Repeat the listing that follows, character for character, minus the pictures.
──────────
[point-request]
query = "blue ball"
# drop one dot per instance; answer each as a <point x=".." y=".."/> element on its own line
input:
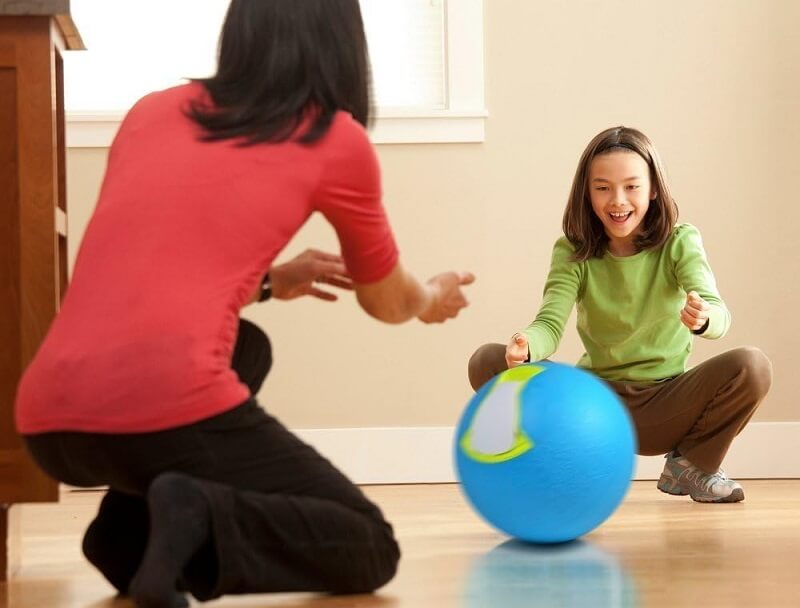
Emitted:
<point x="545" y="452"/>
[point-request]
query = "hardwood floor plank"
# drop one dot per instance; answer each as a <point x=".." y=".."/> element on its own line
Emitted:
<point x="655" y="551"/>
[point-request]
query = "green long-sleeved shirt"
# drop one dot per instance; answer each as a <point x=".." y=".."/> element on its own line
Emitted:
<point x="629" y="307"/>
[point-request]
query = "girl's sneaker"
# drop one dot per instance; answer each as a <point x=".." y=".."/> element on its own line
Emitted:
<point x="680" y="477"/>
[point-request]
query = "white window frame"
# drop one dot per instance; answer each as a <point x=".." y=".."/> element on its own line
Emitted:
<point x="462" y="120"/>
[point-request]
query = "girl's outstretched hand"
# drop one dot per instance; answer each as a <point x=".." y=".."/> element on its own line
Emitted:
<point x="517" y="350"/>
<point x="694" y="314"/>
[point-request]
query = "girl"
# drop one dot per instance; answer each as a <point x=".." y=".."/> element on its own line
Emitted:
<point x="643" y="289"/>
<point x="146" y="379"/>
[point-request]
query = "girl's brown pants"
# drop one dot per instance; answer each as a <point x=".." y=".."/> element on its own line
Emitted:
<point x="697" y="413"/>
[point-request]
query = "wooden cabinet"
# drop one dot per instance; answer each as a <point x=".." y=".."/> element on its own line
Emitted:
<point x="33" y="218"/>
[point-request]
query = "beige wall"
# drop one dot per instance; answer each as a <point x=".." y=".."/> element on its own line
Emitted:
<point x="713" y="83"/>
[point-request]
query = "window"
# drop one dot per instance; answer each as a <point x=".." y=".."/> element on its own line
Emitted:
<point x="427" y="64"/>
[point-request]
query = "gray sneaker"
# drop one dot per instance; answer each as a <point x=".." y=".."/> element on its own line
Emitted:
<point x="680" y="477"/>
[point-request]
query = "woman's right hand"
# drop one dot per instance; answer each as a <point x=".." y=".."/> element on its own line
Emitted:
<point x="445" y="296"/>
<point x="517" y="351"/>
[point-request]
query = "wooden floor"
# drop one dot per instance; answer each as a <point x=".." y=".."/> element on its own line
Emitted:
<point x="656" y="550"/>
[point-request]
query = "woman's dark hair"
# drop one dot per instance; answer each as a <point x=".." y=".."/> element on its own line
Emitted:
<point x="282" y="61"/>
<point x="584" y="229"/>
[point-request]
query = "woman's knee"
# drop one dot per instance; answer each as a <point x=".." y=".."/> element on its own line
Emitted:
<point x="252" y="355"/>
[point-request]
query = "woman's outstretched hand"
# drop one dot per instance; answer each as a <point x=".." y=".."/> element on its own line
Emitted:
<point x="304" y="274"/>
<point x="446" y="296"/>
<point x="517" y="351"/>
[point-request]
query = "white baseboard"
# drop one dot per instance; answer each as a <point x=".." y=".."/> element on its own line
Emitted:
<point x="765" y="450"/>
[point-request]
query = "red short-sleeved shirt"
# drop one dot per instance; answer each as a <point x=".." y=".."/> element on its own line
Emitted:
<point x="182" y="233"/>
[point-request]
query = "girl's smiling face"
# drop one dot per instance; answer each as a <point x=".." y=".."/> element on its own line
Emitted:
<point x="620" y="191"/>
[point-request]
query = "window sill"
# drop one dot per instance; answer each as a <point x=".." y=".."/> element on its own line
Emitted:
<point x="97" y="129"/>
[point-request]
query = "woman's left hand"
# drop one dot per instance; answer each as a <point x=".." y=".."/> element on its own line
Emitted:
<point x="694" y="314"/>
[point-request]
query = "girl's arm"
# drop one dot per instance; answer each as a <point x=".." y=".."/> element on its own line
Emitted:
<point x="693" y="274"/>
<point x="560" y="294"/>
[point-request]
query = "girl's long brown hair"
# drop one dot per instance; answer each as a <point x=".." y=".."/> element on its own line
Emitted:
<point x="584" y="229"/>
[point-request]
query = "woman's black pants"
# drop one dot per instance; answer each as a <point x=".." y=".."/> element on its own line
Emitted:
──────────
# Correct response
[point-request]
query = "blue ball"
# drop one dot per instance; answer each as a <point x=".." y=".."/> element on its own line
input:
Emitted:
<point x="545" y="452"/>
[point-request]
query = "hardwood floor plank"
# drop one dot per instance; answer each as a <point x=".." y=".."/> element on its own line
Emitted:
<point x="655" y="551"/>
[point-request]
query = "green long-sleeved shirt"
# drop one dot per instance; answer each as a <point x=".." y=".."/> element on its own line
Emitted:
<point x="629" y="307"/>
[point-request]
query = "girl's sneaker"
# drop one dot per instance; answer each as a <point x=".." y=".."/> element on its own line
Emitted:
<point x="680" y="477"/>
[point-request]
query = "white window frame"
# drop one dot per instance; answer each as a <point x=".." y=".."/> element on its own line
Emitted:
<point x="462" y="120"/>
[point-request]
query = "girl's outstretched hand"
# drop one dot per instance; answer each as a <point x=".." y=".."/> element on its own line
Emitted:
<point x="517" y="350"/>
<point x="694" y="314"/>
[point-request]
query = "girl"
# drop one dot per instance; answer each as a <point x=".." y=".."/> element on its own line
Emitted:
<point x="643" y="289"/>
<point x="146" y="379"/>
[point-request]
query = "girl's brown pants"
# drop one dot per instance; answer each as a <point x=".." y=".."/> element on its own line
Emitted:
<point x="697" y="413"/>
[point-request]
query = "wooden cabinet"
# drop one dot per instance; answer each as a <point x=".." y=".."/> element on its own line
Emitted:
<point x="33" y="218"/>
[point-request]
query = "beige wall"
# drop one dot per instance; answer each as a <point x=".." y=".."/> element on its own line
Emitted:
<point x="713" y="83"/>
[point-request]
query = "window"
# drop one dot per instance; answer each as a <point x=".." y=".."/> element on its own line
Emitted:
<point x="427" y="64"/>
[point-request]
query = "gray sneaker"
# drop one dot per instance; answer each as a <point x=".." y=".."/> element on its own line
Emitted:
<point x="680" y="477"/>
[point-request]
query = "woman's right hand"
# drop one dot per instance; answer each as a <point x=".." y=".."/> element on its own line
Emitted:
<point x="445" y="296"/>
<point x="517" y="351"/>
[point-request]
query = "wooden floor"
# drop one dot per instance; answer each as a <point x=".." y=".."/> element on its own line
Emitted:
<point x="656" y="550"/>
[point-request]
query = "woman's dark hair"
# drop one dot per instance; answer each as a <point x=".." y=".."/> element on its own line
Emitted:
<point x="282" y="61"/>
<point x="584" y="229"/>
[point-request]
query = "woman's knee"
# drop one dot per instance; answer each as a <point x=".." y=".."/> element on its own line
Emitted:
<point x="252" y="355"/>
[point-request]
query = "woman's outstretched hand"
# drop one dot per instance; answer each as a <point x=".." y=".."/> element on its own line
Emitted:
<point x="304" y="274"/>
<point x="446" y="296"/>
<point x="517" y="351"/>
[point-request]
query = "white baseboard"
# drop one dot per instance; answer each as a <point x=".." y=".."/> element on its own line
Emitted:
<point x="765" y="450"/>
[point-request]
query = "red short-sleeved shirt"
# drop one dot per instance; answer each as a <point x=".." y=".."/> element on its own line
Emitted:
<point x="182" y="233"/>
[point-request]
query = "girl's smiling face"
# drop one dot per instance; answer each as a <point x=".." y=".."/> element on its own line
Emitted:
<point x="620" y="191"/>
[point-request]
query = "window sill"
# drop one dot per instance; answer each as a <point x=".." y=".."/> element on its own line
Emitted:
<point x="97" y="129"/>
[point-request]
query = "woman's left hand"
# drop one dot per instance; answer each as a <point x=".." y=".."/> element on its own line
Emitted:
<point x="694" y="314"/>
[point-request]
query = "girl's arm"
# drop one dot per instance; answer each as a <point x=".." y=".."/> element on its own line
Emitted:
<point x="693" y="274"/>
<point x="560" y="294"/>
[point-request]
query = "girl's long brown hair"
# drop one dot per instance; answer each as a <point x=".." y=".."/> element on its own line
Emitted:
<point x="584" y="229"/>
[point-request]
query = "woman's black pants"
# drop one dot per instance; answer each as a <point x=".." y=".."/> element on its own line
Emitted:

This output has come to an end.